_CONSIGNE:_ Citez mot pour mot le passage du texte sur les parents aux études supérieures qui va de « Bien que certains aspects » à « du congé parental. », ces deux bouts compris.

_TEXTE À LIRE:_
Le soutien dont jouissent les parents canadiens aux cycles supérieurs varie selon l’université et l’organisme subventionnaire. Bien que certains établissements leur offrent un appui considérable, ces parents sont nombreux à devoir surmonter des difficultés incomparables pour poursuivre leurs études. L’évolution du profil de l’étudiant canadien aux cycles supérieurs exige que nous nous penchions plus sérieusement sur le rôle de la famille dans le tableau.
L’enjeu lié à l’atteinte de l’équilibre entre les responsabilités familiales et professionnelles n’est certainement pas nouveau, mais il a reçu une attention particulière dans le contexte universitaire. La question des difficultés que doivent affronter les jeunes professeurs, particulièrement les femmes, pour répondre aux exigences de la vie universitaire tout en assumant leurs responsabilités familiales, suscite la discussion. Cette discussion inclut même les chercheurs postdoctoraux, particulièrement à la lumière du récent débat portant sur leur statut (ayant pour but de déterminer s’ils sont des employés de l’université ou non).
Les étudiants aux cycles supérieurs, bien qu’ils ne soient pas des employés de l’université, sont indispensables au milieu de la recherche et doivent surmonter les mêmes obstacles que les professeurs et les chercheurs postdoctoraux, car ils travaillent à établir leur réputation dans le milieu universitaire. Il faut aussi souligner que l’âge moyen des étudiants aux cycles supérieurs, qui se situe environ entre 27 et 39 ans (pour les étudiants récemment admis à l’Université de l’Alberta et à l’Université de la Colombie-Britannique), concorde avec l’âge moyen des femmes canadiennes qui donnent naissance (qui ont en moyenne entre 28 et 30 ans).
Bien que certains aspects de la structure de soutien aux parents aux cycles supérieurs changent relativement peu d’une université canadienne à l’autre, de nombreuses caractéristiques varient. La plupart des écoles offrent un congé parental pouvant durer jusqu’à 12 mois pendant lequel les étudiants n’ont pas à effectuer de recherche ni à enseigner. Bon nombre d’écoles repoussent aussi les délais d’obtention du diplôme en fonction de la durée du congé parental.
Cependant, le soutien financier diffère considérablement d’un établissement à un autre. Certains, comme l’Université de Waterloo et l’Université de l’Alberta, offrent des prestations allant de 55 à 95 pour cent des allocations ou des bourses d’études ordinaires de l’étudiant pendant le congé parental. L’Université Wilfrid Laurier offre un certain soutien financier, mais seulement aux étudiants au doctorat. La majorité des établissements, dont l’Université de Toronto, l’Université McGill et l’Université de Calgary, n’accordent pas de congé parental payé aux étudiants aux cycles supérieurs qu’elle soutient. L’Université de l’Alberta offre aussi un service de garde subventionné à ceux qui en démontrent le besoin.

_ENREGISTREMENTS FOURNIS:_
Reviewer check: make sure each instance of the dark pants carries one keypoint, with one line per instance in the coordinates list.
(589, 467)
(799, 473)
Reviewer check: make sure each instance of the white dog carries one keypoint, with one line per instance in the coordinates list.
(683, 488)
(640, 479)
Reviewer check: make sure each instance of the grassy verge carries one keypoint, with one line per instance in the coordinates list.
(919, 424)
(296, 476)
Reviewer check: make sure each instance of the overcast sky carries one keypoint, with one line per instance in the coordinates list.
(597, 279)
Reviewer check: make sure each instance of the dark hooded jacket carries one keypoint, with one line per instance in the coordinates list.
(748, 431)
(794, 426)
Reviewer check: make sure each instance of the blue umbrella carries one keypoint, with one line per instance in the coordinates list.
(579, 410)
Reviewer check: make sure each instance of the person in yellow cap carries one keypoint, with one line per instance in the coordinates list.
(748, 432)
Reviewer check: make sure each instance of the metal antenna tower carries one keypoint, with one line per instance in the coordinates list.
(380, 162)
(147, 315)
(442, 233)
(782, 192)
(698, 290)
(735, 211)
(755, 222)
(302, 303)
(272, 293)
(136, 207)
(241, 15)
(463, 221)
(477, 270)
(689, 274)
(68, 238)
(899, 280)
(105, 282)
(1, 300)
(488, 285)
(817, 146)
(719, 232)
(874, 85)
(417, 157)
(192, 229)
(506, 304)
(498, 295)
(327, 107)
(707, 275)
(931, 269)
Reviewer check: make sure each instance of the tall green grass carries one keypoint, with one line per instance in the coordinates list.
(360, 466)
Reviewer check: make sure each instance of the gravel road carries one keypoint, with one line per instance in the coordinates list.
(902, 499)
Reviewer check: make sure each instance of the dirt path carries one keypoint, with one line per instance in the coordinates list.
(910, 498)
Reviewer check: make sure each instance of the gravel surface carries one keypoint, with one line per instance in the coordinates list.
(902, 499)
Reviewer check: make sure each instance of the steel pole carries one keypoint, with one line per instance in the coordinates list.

_RÉPONSE:_
Bien que certains aspects de la structure de soutien aux parents aux cycles supérieurs changent relativement peu d’une université canadienne à l’autre, de nombreuses caractéristiques varient. La plupart des écoles offrent un congé parental pouvant durer jusqu’à 12 mois pendant lequel les étudiants n’ont pas à effectuer de recherche ni à enseigner. Bon nombre d’écoles repoussent aussi les délais d’obtention du diplôme en fonction de la durée du congé parental.